▼

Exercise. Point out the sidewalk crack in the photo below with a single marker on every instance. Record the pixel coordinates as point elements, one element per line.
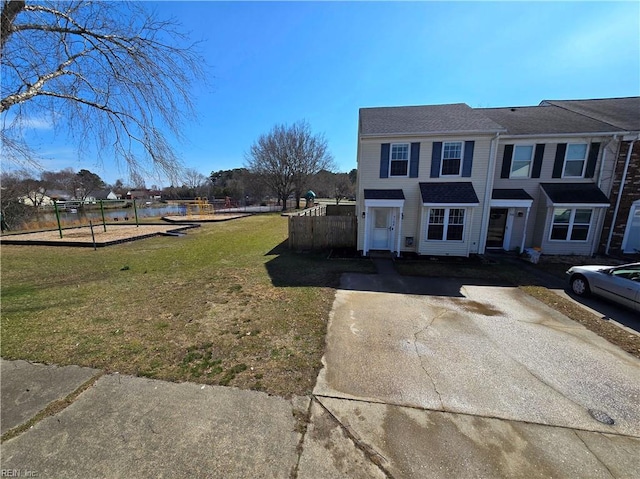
<point>302,425</point>
<point>594,454</point>
<point>422,358</point>
<point>369,452</point>
<point>52,409</point>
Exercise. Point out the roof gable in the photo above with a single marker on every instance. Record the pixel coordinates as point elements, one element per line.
<point>547,119</point>
<point>425,119</point>
<point>623,113</point>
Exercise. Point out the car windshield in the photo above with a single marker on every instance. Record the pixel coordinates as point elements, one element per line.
<point>631,272</point>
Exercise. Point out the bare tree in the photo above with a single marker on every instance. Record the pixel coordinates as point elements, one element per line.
<point>110,73</point>
<point>85,183</point>
<point>310,155</point>
<point>13,211</point>
<point>286,157</point>
<point>192,178</point>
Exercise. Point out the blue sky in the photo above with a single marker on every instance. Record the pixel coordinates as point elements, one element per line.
<point>277,63</point>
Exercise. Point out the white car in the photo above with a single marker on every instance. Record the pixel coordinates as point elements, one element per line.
<point>620,284</point>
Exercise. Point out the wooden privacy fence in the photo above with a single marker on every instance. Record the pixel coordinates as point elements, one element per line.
<point>321,232</point>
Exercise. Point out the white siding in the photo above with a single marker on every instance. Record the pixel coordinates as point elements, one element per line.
<point>585,248</point>
<point>369,178</point>
<point>539,220</point>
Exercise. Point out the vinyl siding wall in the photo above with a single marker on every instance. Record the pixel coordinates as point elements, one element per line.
<point>414,222</point>
<point>539,219</point>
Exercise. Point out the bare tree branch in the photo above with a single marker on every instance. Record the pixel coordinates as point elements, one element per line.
<point>286,157</point>
<point>112,75</point>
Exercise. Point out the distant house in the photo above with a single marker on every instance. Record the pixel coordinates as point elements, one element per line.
<point>454,180</point>
<point>36,198</point>
<point>106,194</point>
<point>138,195</point>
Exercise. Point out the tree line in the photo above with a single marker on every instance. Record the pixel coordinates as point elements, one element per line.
<point>23,191</point>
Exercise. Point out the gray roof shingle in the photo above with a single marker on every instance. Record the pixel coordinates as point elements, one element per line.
<point>624,113</point>
<point>426,119</point>
<point>574,193</point>
<point>460,192</point>
<point>549,119</point>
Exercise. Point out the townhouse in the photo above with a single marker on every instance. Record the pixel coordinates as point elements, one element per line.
<point>454,180</point>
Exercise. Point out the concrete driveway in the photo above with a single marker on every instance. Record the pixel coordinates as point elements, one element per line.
<point>459,379</point>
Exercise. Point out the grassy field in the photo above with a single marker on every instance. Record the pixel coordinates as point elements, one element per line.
<point>226,304</point>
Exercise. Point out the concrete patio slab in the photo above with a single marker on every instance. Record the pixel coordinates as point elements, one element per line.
<point>414,443</point>
<point>482,350</point>
<point>328,451</point>
<point>28,388</point>
<point>135,427</point>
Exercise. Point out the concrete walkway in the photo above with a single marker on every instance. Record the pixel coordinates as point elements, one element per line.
<point>468,379</point>
<point>421,378</point>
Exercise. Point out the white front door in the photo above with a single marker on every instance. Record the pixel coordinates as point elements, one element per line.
<point>631,240</point>
<point>381,230</point>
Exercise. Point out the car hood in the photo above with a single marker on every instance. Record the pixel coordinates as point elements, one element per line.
<point>589,267</point>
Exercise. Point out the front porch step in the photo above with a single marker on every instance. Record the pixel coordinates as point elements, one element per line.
<point>381,255</point>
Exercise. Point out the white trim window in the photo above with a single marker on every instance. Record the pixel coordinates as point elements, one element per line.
<point>451,158</point>
<point>631,239</point>
<point>445,224</point>
<point>521,161</point>
<point>571,224</point>
<point>399,159</point>
<point>575,159</point>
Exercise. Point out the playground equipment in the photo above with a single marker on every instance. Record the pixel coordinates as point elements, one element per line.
<point>199,206</point>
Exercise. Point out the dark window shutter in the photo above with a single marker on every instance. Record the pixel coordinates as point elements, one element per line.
<point>592,160</point>
<point>467,161</point>
<point>559,162</point>
<point>384,160</point>
<point>436,157</point>
<point>506,161</point>
<point>537,160</point>
<point>414,160</point>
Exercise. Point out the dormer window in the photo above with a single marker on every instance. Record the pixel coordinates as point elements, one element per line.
<point>451,158</point>
<point>574,160</point>
<point>399,160</point>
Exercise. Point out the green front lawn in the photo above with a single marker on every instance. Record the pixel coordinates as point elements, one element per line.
<point>226,304</point>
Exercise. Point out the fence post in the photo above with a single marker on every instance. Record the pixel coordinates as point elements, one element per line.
<point>135,211</point>
<point>55,207</point>
<point>104,225</point>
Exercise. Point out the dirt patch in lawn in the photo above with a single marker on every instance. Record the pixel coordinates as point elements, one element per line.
<point>83,236</point>
<point>226,304</point>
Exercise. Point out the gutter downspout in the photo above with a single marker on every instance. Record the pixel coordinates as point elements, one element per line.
<point>615,211</point>
<point>488,190</point>
<point>602,161</point>
<point>526,225</point>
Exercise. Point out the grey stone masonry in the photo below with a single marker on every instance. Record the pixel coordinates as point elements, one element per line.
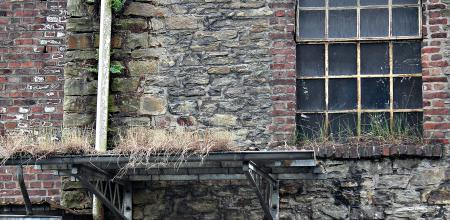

▲

What you are asked to do:
Only the text of the entries above, transcribed exactly, should be given; leave out pictures.

The answer:
Exercise. Point out the sidewalk crack in the photo below with a single marker on every instance. Record the pixel coordinates as point elements, one element per line.
<point>302,425</point>
<point>594,454</point>
<point>422,358</point>
<point>369,452</point>
<point>52,409</point>
Exercise. Point out the roof gable in the photo above with a single marker on every instance. Record the pixel coordinates as point elements, one element per line.
<point>547,119</point>
<point>425,119</point>
<point>623,113</point>
Exercise. Point out the car windshield in the photo above with a single marker on every instance. Record the pixel coordinates as point elements, one element per line.
<point>631,272</point>
Exercise. Point out the bare tree in the photo above with a single marker on every instance. Record the pixel coordinates as point elements, one element per line.
<point>110,73</point>
<point>85,183</point>
<point>310,155</point>
<point>13,211</point>
<point>286,157</point>
<point>192,178</point>
Exercise. Point out the blue sky in the photo above with a single marker on every instance. Record the pixel coordinates as point elements, one element per line.
<point>277,63</point>
Exercise. Point out the white car in the photo above with a single marker on every instance. Record the pixel coordinates as point elements, one element per line.
<point>620,284</point>
Exercise. Point out the wooden privacy fence in the photo above with a single marker on every instance. Record the pixel coordinates as point elements, one element per line.
<point>321,232</point>
Exercise. Point out the white siding in the photo above with a single marker on every instance. Record the pixel coordinates as point elements, one element per line.
<point>585,248</point>
<point>369,178</point>
<point>539,220</point>
Exercise. Point out the vinyl siding wall in the photo above with a single marker on every instance. Record the pixel coordinates as point elements, one element per line.
<point>414,222</point>
<point>539,219</point>
Exercise. Point out the bare tree branch in the photo above with a single marker on every instance. Record the pixel coordinates as point elements, one element per line.
<point>286,157</point>
<point>112,75</point>
Exercise. Point out the distant house in the photo above with a single marker on every instance. Record the pixel coordinates as point elements, one element per line.
<point>454,180</point>
<point>36,198</point>
<point>106,194</point>
<point>138,195</point>
Exercise. Point out the tree line in the photo above with a single marker on every instance. Record the pixel coordinates as point elements, one element per line.
<point>23,191</point>
Exercise. Point out the gray roof shingle in the photo above with a single marker on every instance. Record the pixel coordinates as point elements, one element per line.
<point>624,113</point>
<point>426,119</point>
<point>574,193</point>
<point>460,192</point>
<point>549,119</point>
Exercise. Point out the townhouse in the photo above with a single marker on every instance. Record the pixel coordinates as point elements, one element per line.
<point>454,180</point>
Exercise. Point out the concrete driveway in the photo above with a single marker on every instance. Record the pixel coordinates as point elements, one element per line.
<point>459,379</point>
Exercise. Point out the grassy field in the photo above with a single marker on every instance. Record the pixel coordinates as point elements, one element per line.
<point>226,304</point>
Exercise. Point out the concrete patio slab in the photo above with a single marker on every instance. Record the pixel coordinates as point elements, one element per line.
<point>414,443</point>
<point>482,350</point>
<point>328,451</point>
<point>28,388</point>
<point>135,427</point>
Exercise. Point out the concrete walkway in the photo above with a single marker on every instance. Record the pixel coordinates as point elements, one element per line.
<point>468,379</point>
<point>421,378</point>
Exercise. Point out the white front door in the photo above with a single marker on every instance. Record the pixel coordinates as point elements, one element per line.
<point>631,240</point>
<point>381,230</point>
Exercise. Point out the car hood in the photo above with a single marker on every instance. Record the pixel coordinates as point elements, one element per line.
<point>589,267</point>
Exercise. Point out the front porch step in the photo above with a single marker on every instance. Record the pixel coordinates as point elements, one element per line.
<point>381,255</point>
Exercise. Point out the white trim window in the photo above with a single marker on every instance. Record the pixel coordinates as point elements, one element per line.
<point>451,158</point>
<point>631,239</point>
<point>445,224</point>
<point>521,161</point>
<point>571,224</point>
<point>399,159</point>
<point>575,159</point>
Exercise. Point out the playground equipment in the photo above with a single marker on every instance. Record the pixel coordinates as point elements, one element per line.
<point>199,206</point>
Exercise. Point out the dark window shutter in the photo above with a single marker on every instance. Record the pixel coordinates as point elements, one element per line.
<point>592,160</point>
<point>467,161</point>
<point>559,162</point>
<point>384,160</point>
<point>436,157</point>
<point>506,161</point>
<point>537,160</point>
<point>414,160</point>
Exercise. Point out the dormer window in the photo above with a single marker on every instance. Record the pixel coordinates as point elements, one element per line.
<point>451,158</point>
<point>574,160</point>
<point>399,160</point>
Exercise. Point out the green front lawn in the photo above with a single marker on every instance. Record the pixel coordinates as point elements, one element per line.
<point>226,304</point>
Exercise. Point out the fence post in the photo above with a single marker on every instance. Record the pixel coordinates as point elements, one element per line.
<point>135,211</point>
<point>55,207</point>
<point>104,225</point>
Exercise. Point out the dirt patch in lawn in the photo above with a single marker on every instance. Record the pixel coordinates as point elements, one element per line.
<point>83,236</point>
<point>226,304</point>
Exercise. Point out the gutter downspout in the photo above with a single marker on every instance. Record the pixel coordinates as point elements, one element per line.
<point>615,211</point>
<point>488,190</point>
<point>602,161</point>
<point>526,225</point>
Exercise. Point out the grey stone masonry in the photo below with a single marker on every instance. Record the pixel coordinates as point elements, one element per line.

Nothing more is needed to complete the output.